Guidelines for Editing Translations
By Wendy Griswold

One of the most important things to remember in editing a translation is to do no harm. If it is not broken, do not fix it.

With this in mind, I have developed the following guidelines on the basis of others’ edits of my work and feedback I have received about my own edits. Let me be the first to acknowledge that they are subjective. I hope they will generate some fruitful discussion and perhaps provide a basis from which each of us can take a fresh look at some of our own practices.

1. Be very careful about making universal changes. You may have a good reason for changing “contract” to “agreement,” but before you implement that “universal search and replace” you must go through every instance of “contract” to make sure you are not adding awkward phrases, such as “it has been agreed in the agreement,” and that you are not going to end up with phrases such as “the agreementing process.”

2. Talk to yourself. Take this one as literally as is comfortable for you. I keep notes as I move through a document and justify my edits. I am probably justified in changing “personnel” to “staff” if that is what the translator has been using all along, except for one instance. But am I comfortable that he or she did not use “personnel” here in order to avoid some awkward construction or excessive repetition of the same word or phrase?

------------------------------------------------------------

__Tasks to complete__.
1 > Translate this sentence from the translation-editing guidelines into Spanish: "If it is not broken, do not fix it."
2 > Pick up the translation-editing guidelines after their final sentence and keep writing.

------------------------------------------------------------

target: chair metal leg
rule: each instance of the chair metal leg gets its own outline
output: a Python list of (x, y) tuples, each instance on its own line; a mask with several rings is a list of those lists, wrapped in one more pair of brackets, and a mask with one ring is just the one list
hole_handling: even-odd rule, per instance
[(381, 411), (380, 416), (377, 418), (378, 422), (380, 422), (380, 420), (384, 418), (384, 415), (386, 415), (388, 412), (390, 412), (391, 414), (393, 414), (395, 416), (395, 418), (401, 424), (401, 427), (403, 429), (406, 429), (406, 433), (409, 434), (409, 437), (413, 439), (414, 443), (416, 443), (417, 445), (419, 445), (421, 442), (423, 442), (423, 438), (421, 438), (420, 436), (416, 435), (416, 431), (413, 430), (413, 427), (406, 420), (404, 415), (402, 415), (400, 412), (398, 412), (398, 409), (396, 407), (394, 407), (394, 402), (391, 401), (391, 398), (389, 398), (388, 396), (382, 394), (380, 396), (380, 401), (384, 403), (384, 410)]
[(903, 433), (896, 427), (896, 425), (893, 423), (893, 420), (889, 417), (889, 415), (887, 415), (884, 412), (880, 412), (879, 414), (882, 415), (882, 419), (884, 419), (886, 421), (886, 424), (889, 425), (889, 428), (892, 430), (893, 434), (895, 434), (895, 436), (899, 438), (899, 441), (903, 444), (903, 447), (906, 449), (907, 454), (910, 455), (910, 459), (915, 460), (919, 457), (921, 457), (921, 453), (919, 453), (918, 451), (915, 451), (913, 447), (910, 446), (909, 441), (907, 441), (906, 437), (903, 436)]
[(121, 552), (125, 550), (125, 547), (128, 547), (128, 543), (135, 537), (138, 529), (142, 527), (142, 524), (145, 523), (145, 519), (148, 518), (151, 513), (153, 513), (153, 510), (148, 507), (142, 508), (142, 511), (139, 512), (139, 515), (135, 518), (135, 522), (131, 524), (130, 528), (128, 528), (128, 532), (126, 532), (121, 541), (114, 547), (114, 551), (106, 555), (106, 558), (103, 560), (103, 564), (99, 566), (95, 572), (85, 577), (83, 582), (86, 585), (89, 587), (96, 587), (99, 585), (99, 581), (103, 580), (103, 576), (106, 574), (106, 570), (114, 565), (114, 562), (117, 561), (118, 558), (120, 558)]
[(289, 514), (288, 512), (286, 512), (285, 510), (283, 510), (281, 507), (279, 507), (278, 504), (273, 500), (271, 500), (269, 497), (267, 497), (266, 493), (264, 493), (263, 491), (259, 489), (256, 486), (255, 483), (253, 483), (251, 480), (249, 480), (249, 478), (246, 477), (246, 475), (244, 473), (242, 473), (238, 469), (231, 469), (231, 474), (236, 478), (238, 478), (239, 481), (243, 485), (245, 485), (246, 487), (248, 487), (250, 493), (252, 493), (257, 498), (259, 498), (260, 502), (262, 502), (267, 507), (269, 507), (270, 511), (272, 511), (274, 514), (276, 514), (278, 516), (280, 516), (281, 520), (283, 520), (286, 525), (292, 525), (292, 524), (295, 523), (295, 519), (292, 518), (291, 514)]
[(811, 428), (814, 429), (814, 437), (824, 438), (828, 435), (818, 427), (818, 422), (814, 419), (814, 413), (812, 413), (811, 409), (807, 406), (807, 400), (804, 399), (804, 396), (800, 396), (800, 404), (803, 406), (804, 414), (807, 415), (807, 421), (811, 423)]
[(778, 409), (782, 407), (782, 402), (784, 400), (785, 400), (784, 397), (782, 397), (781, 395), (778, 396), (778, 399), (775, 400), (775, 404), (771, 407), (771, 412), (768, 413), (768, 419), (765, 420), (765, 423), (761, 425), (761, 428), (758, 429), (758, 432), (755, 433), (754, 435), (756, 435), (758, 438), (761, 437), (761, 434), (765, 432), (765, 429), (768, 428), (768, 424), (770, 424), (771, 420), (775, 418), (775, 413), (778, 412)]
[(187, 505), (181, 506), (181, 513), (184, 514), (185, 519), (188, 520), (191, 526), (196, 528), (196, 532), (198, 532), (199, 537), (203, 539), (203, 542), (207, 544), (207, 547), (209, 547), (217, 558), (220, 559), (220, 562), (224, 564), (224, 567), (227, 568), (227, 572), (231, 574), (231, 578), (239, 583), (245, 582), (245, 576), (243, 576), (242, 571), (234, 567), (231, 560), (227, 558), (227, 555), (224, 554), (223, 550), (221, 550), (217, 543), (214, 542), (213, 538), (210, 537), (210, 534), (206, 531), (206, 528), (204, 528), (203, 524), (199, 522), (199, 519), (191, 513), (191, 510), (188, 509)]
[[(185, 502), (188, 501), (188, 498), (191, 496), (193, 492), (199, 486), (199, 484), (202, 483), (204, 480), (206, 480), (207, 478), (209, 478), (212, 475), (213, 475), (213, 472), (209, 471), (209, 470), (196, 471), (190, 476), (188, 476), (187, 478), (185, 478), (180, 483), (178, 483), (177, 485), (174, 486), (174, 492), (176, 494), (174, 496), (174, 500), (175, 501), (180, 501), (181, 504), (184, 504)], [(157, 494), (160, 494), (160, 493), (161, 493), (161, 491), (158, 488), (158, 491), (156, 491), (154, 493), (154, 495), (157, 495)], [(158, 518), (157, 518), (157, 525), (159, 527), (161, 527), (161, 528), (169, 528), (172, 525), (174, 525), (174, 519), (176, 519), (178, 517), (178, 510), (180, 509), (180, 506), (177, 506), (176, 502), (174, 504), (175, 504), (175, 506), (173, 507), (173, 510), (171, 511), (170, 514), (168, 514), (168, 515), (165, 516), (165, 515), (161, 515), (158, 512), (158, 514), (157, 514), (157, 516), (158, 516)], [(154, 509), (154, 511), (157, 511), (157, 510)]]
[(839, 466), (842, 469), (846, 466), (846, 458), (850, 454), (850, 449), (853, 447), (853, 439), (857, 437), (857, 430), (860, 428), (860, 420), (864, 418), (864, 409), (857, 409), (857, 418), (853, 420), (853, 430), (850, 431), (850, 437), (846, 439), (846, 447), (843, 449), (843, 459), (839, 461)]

------------------------------------------------------------

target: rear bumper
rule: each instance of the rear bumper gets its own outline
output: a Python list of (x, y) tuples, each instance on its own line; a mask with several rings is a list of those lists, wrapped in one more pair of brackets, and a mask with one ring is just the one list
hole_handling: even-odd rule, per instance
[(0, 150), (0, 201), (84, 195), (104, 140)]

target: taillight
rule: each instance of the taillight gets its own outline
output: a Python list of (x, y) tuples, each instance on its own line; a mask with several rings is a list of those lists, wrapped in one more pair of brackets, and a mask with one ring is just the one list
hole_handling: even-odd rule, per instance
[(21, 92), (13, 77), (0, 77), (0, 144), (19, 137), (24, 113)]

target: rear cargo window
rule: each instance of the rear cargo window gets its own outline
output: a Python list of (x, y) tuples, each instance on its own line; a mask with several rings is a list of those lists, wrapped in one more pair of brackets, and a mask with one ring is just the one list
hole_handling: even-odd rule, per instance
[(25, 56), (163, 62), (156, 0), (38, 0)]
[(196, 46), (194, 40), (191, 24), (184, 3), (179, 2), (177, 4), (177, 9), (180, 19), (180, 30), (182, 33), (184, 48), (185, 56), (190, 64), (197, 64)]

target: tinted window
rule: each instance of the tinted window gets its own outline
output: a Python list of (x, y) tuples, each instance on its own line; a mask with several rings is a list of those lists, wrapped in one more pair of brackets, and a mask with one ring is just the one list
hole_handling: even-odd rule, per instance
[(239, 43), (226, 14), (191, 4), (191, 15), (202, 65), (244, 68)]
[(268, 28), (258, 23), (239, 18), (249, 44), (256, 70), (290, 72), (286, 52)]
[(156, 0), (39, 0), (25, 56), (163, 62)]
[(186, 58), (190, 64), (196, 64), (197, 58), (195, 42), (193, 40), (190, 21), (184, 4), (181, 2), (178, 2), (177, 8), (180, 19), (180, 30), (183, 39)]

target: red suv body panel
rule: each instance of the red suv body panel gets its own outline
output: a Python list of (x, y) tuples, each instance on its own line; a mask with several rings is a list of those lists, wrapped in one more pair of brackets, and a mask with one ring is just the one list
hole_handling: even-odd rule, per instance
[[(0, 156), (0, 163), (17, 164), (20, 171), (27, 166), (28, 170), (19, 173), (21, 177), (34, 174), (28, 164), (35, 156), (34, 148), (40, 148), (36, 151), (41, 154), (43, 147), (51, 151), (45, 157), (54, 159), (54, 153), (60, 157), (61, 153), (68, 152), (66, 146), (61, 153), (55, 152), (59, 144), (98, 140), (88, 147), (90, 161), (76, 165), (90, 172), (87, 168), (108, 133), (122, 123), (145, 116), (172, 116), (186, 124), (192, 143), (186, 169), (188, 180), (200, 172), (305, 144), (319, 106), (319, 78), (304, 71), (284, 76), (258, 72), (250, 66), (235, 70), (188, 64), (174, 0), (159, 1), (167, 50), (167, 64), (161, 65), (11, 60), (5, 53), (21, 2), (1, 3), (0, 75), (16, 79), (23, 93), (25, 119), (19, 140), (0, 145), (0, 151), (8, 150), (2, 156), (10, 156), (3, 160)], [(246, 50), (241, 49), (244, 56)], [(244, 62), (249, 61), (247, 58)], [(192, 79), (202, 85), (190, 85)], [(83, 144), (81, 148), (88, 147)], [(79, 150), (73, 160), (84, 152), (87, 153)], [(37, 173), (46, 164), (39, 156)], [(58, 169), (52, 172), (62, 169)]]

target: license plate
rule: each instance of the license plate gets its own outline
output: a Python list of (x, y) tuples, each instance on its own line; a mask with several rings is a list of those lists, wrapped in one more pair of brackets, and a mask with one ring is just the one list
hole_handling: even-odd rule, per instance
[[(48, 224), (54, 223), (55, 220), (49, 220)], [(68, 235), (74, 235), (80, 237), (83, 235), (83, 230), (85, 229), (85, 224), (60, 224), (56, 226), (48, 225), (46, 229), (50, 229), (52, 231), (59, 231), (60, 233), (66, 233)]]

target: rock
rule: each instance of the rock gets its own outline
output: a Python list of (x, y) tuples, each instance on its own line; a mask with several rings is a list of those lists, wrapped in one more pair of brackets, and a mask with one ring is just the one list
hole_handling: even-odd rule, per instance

------------------------------------------------------------

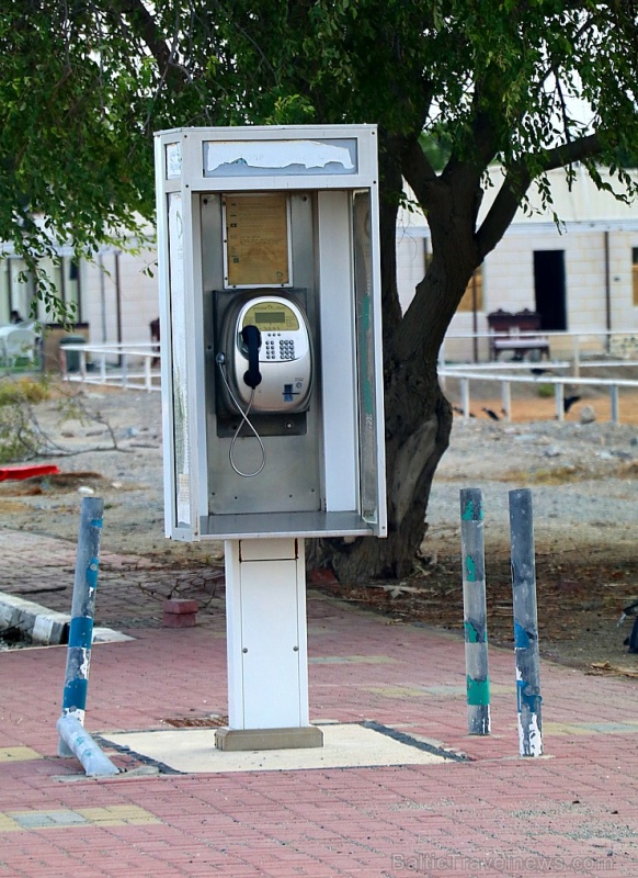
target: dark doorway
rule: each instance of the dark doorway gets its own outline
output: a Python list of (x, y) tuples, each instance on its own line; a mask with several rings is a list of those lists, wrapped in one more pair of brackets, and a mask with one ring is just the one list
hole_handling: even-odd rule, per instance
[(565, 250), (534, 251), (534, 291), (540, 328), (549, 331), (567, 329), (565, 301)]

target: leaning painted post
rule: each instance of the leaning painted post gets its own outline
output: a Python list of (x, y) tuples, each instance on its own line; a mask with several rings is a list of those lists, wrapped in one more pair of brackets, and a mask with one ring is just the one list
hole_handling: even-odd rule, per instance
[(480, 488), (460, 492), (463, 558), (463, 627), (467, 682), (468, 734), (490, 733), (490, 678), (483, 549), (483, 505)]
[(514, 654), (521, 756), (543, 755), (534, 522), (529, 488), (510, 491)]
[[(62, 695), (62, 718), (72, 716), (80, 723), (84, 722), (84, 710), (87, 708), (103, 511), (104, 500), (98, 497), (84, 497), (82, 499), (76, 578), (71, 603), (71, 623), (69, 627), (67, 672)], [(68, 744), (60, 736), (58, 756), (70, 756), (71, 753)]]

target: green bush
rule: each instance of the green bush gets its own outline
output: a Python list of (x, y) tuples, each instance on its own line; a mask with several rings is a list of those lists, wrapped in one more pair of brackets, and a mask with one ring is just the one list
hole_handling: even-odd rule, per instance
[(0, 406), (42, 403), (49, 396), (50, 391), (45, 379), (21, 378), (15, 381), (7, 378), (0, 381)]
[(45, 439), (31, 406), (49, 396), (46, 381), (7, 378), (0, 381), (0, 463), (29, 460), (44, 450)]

------------------------------------------------------------

__Results of the tasks__.
1 > Si no está roto, no lo arregles.

2 >
3. Write a memo. This is especially important if you have found serious issues with the translation you are editing. Take that conversation you had with yourself back in point 2 and commit it to paper. The client wants to know, and the translator deserves to know, where you found fault.

4. Never guess. I have seen editors get into trouble by not checking the dictionary. For example, they will delete the correct translation of radiodifusión as “broadcasting” and change it to what they perceive as the closest cognate: “radio broadcasting”—which, according to my copy of the Oxford Spanish Dictionary, would be incorrect. Likewise, you may want to check with the translator on where he or she found the translation for a given term. Often the translator is right on target. Sometimes he or she is guessing or working from memory. The client always deserves the correct translation.

5. Do not make the translation sound as though it is your own, unless you have been specifically asked to do so. Changing “personnel” to “staff” and “staff” to “personnel” generally serves no purpose except that of leaving your imprimatur on a document. (I will grant you an exception if the subject is Moses and the Red Sea.) Ask yourself how the change makes the translation better. Is it more accurate? Does it resolve a “consistency” issue? Does it make the translation clearer? Less wordy? Are you making a change for the translator (to correct an error or inconsistency), for the reader (to make it clearer), or for yourself (because you prefer “persons” to “people”)? Level with yourself about why you have just picked up that blue pencil. Distinguish between correcting an error and substituting your preference.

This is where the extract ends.